Task prompt
Reproduce everything from the line containing "Find the undergrowth;" down to the end of the data, including the requests, but omit the pictures. Multiply every coordinate in the answers by 2.4 and round to whole numbers, with halves rounded up.

Extracted information
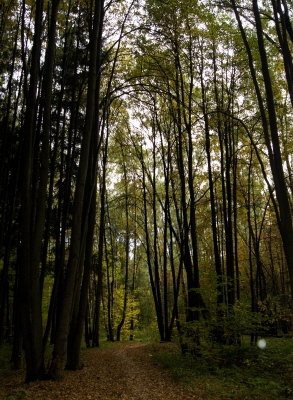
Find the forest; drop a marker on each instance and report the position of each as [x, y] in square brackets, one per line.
[146, 182]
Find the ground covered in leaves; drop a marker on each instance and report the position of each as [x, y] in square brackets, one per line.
[127, 371]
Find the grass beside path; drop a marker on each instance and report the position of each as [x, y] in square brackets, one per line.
[236, 372]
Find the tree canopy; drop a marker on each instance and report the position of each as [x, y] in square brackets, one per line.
[145, 174]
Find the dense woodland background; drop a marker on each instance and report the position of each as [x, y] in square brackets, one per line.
[146, 173]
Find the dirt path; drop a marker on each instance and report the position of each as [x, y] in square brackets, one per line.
[124, 372]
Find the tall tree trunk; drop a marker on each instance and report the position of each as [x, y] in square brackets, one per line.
[74, 262]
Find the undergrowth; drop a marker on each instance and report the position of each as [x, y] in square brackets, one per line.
[236, 372]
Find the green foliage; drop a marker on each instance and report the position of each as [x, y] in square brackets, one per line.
[236, 372]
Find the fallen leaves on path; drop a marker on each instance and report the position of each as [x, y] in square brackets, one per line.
[123, 372]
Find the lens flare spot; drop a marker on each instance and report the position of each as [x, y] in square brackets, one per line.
[261, 343]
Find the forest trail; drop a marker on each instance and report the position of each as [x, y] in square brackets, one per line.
[125, 372]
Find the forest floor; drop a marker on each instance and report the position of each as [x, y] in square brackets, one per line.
[127, 371]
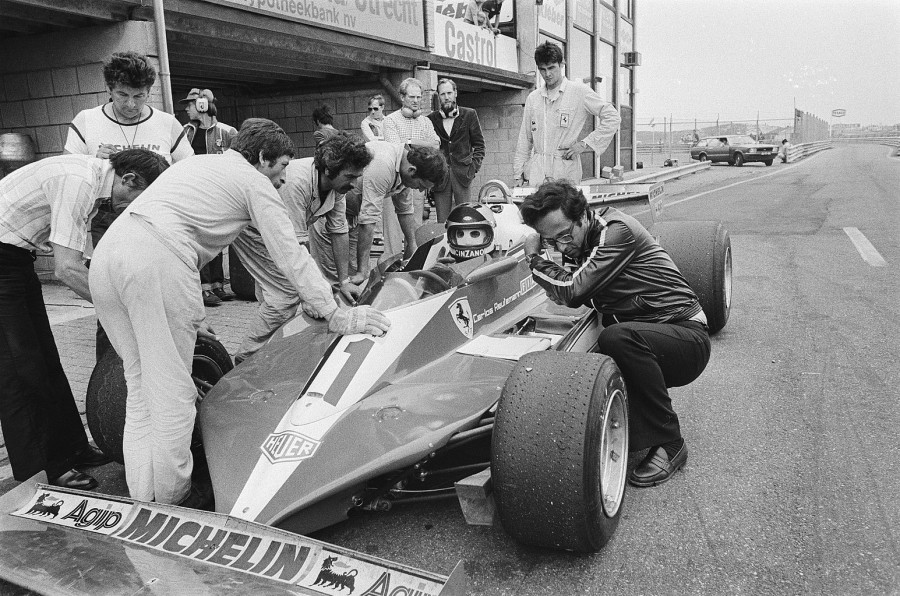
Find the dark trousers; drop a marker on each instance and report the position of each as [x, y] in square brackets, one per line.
[212, 275]
[653, 357]
[40, 420]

Exercise result
Find the undergrowth; drop a marker on each instance and report the position of each as [x, y] in square brackets, one per line.
[566, 893]
Find the green foliage; drop a marker on each instance and report the position of each as [x, y] in square brackets, one per line.
[566, 893]
Find the fallen leaves on path; drop a marker on each instance and report the position of each as [x, y] in square brackets, one per line.
[295, 893]
Find the lens flare spot; drop a marker on each instance and report the position of each as [x, y] in square brackets, one per line.
[626, 823]
Find the forest trail; drop a marker on each instance and report the position of each as [x, y] in square brackets, one per line.
[300, 893]
Find the forest floor; drop a marker on each instance and report the position of each as [x, y] in square brackets, one per line.
[305, 890]
Find the dark trousers; drop a marker on each instance and report the position of each as [x, y] in square brackets, one per line.
[509, 660]
[1567, 857]
[96, 1008]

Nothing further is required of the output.